══ Dataset content
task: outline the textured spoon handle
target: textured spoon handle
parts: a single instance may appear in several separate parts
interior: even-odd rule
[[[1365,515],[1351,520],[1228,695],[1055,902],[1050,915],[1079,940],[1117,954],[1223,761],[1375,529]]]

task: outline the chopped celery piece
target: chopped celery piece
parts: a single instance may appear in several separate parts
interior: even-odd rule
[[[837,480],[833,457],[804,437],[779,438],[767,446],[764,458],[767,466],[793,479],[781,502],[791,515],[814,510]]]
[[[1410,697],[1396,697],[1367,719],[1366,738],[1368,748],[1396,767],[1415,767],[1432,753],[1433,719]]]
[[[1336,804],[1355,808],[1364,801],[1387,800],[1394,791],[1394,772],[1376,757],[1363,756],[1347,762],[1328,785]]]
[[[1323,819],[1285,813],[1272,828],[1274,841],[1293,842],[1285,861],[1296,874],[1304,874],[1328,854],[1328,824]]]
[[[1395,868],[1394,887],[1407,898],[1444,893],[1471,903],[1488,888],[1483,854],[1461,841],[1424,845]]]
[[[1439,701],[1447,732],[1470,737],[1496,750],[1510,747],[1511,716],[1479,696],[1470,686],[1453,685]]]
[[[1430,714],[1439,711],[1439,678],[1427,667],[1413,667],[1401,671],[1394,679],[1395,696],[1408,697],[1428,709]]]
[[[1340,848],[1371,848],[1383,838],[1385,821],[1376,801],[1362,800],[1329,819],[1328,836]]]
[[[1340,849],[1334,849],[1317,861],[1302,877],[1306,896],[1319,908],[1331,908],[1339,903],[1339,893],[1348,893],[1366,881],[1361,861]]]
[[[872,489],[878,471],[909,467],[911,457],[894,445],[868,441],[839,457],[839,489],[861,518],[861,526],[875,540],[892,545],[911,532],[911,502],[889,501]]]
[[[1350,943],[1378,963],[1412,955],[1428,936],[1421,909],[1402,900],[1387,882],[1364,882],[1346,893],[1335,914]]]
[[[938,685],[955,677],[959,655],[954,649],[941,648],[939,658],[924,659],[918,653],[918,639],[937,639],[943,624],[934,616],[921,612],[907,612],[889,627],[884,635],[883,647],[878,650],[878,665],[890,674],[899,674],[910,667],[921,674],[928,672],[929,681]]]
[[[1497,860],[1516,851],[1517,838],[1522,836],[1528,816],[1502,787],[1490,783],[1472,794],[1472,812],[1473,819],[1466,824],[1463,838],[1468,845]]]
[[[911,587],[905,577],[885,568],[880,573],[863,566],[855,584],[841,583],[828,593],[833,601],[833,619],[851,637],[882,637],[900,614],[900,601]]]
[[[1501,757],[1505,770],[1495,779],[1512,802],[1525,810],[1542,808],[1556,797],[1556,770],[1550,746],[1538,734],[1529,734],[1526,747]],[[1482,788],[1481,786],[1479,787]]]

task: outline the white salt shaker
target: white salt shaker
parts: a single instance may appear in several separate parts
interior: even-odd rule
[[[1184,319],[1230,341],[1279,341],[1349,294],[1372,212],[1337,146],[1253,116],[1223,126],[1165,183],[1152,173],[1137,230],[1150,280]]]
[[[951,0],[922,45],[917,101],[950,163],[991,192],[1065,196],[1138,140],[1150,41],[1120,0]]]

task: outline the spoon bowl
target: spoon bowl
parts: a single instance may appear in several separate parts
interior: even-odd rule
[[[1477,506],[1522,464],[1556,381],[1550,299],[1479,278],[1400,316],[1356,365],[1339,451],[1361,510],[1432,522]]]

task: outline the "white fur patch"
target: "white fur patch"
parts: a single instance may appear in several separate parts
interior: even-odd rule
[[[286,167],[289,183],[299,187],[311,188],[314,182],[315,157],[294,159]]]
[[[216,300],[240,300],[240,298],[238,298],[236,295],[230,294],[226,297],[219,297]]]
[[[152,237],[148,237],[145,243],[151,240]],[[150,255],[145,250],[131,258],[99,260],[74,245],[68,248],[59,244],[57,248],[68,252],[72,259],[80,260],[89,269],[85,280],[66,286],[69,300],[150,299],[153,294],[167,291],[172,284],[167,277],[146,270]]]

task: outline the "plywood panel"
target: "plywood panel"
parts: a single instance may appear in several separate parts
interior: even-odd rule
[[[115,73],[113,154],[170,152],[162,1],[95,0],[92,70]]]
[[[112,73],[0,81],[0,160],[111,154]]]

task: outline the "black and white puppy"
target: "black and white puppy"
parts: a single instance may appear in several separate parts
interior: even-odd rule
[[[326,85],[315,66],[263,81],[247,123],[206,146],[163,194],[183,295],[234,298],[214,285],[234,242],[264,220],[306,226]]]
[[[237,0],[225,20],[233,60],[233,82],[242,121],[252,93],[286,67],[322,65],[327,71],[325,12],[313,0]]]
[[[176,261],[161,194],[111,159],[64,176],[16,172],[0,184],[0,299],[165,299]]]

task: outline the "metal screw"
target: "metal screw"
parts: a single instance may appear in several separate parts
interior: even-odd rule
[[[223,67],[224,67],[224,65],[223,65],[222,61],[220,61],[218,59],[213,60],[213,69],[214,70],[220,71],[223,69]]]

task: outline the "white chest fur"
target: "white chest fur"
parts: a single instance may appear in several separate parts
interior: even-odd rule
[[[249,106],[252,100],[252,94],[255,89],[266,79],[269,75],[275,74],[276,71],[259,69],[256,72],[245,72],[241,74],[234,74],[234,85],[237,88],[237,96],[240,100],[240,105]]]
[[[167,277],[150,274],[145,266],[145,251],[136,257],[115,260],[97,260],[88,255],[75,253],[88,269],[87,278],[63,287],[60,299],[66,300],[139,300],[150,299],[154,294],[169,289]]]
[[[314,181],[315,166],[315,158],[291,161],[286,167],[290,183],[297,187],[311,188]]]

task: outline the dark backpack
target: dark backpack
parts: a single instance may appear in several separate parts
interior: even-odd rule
════
(Required action): Please copy all lines of the listing in which the string "textured" occurs.

(Solution for this exercise):
task: outline the textured spoon handle
target: textured spoon handle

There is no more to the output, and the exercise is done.